start

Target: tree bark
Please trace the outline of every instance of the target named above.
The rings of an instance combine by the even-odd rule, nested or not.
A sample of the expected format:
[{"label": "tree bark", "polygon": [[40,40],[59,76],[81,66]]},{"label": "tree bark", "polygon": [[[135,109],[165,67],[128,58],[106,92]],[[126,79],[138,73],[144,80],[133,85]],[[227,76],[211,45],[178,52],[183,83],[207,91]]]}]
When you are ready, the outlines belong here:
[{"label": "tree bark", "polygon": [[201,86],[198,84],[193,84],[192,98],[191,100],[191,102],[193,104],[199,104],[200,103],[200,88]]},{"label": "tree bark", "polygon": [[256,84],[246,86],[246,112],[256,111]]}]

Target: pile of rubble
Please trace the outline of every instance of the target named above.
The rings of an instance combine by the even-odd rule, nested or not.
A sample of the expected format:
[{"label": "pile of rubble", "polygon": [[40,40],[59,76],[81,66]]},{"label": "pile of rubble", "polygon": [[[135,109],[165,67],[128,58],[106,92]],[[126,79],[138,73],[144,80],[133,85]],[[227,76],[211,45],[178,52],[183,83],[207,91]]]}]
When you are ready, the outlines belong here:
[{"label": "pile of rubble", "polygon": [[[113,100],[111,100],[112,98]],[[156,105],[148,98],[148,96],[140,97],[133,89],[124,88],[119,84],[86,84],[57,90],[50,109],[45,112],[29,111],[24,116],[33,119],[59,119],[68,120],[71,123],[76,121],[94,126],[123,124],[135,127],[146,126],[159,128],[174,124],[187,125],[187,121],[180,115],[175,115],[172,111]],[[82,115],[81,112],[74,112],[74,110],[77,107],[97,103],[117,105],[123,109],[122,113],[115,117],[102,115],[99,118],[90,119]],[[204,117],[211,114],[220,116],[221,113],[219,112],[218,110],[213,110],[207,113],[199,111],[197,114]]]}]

end

— Set problem —
Show each line of the data above that contains the string "pile". Treat uppercase and lowercase letters as different.

— Exercise response —
Target: pile of rubble
[{"label": "pile of rubble", "polygon": [[40,40],[59,76],[81,66]]},{"label": "pile of rubble", "polygon": [[[135,109],[165,67],[128,58],[106,92]],[[126,79],[138,73],[144,80],[133,85]],[[227,76],[211,45],[178,52],[183,83],[207,91]]]}]
[{"label": "pile of rubble", "polygon": [[[113,100],[111,100],[112,98]],[[156,105],[148,98],[148,96],[140,97],[133,89],[124,88],[119,84],[86,84],[57,90],[50,109],[45,112],[29,111],[24,116],[33,119],[59,119],[68,120],[71,123],[76,121],[94,126],[123,124],[135,127],[146,126],[159,128],[174,124],[187,125],[187,121],[180,115],[175,115],[172,111]],[[82,115],[81,112],[74,112],[74,110],[77,107],[97,103],[117,105],[123,109],[122,113],[115,117],[102,115],[99,118],[90,119]],[[204,117],[211,114],[220,116],[221,113],[219,112],[218,110],[213,110],[207,113],[199,111],[197,114]]]}]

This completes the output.